To do
Copy everything from the line containing "Guideline: one keypoint for each instance of the red" down to the last line of the entries, swapping "red riding helmet" for "yellow riding helmet" wherever it appears and changing nothing else.

Material shown start

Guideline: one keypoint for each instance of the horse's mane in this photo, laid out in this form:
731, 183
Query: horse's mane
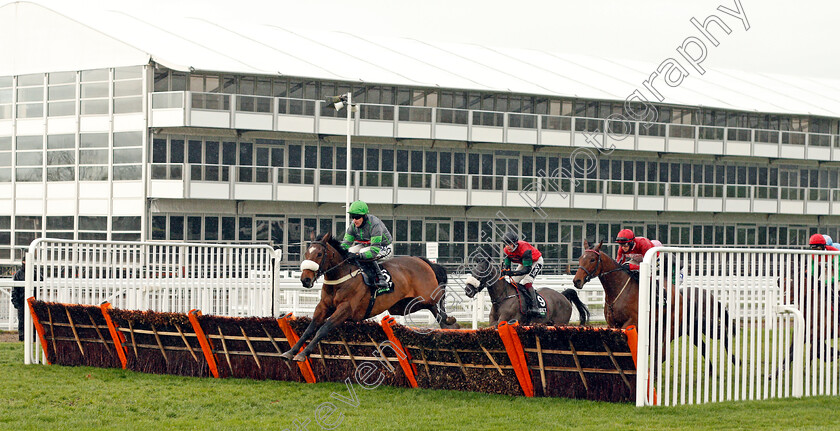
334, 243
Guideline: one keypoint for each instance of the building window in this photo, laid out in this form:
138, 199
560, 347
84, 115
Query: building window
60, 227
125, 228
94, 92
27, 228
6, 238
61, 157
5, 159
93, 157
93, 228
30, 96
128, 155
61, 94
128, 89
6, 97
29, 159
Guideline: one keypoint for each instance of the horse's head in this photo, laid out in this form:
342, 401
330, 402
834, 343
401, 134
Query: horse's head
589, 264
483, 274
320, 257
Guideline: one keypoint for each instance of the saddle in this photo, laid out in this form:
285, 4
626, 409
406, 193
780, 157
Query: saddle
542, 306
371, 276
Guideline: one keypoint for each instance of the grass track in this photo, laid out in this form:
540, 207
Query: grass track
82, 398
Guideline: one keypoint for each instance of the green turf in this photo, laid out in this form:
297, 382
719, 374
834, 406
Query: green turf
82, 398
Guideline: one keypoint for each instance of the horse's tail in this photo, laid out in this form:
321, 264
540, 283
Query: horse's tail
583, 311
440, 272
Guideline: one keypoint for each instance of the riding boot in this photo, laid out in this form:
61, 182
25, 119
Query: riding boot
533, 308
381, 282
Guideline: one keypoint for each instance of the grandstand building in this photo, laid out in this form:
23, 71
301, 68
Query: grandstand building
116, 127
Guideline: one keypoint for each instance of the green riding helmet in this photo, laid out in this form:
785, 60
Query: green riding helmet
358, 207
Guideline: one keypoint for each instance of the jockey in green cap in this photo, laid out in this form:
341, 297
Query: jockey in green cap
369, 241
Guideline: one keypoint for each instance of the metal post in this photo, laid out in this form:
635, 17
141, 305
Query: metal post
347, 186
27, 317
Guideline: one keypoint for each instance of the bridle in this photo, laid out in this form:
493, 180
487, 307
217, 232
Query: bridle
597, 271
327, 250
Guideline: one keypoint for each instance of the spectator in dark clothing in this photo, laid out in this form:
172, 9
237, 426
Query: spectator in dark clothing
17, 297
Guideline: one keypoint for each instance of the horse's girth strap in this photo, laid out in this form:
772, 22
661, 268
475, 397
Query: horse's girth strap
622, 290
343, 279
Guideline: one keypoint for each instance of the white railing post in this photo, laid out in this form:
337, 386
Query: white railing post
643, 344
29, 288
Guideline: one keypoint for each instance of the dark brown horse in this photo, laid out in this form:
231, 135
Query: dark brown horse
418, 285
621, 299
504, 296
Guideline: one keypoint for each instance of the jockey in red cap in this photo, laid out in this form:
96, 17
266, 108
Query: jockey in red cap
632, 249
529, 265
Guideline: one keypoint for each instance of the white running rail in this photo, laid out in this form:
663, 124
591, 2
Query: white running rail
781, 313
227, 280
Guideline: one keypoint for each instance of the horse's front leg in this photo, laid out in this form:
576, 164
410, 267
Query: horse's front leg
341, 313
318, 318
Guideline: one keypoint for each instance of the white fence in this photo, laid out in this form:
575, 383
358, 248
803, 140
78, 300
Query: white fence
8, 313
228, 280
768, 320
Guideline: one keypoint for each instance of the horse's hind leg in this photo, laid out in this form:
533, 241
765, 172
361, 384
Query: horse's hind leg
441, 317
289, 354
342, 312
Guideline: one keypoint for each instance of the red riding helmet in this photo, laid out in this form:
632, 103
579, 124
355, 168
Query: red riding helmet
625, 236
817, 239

Material shown end

Final result
Guideline: one keypoint for each instance of the yellow riding helmet in this photo, laid out in this form:
632, 103
579, 124
355, 168
Query: yellow riding helmet
625, 236
817, 239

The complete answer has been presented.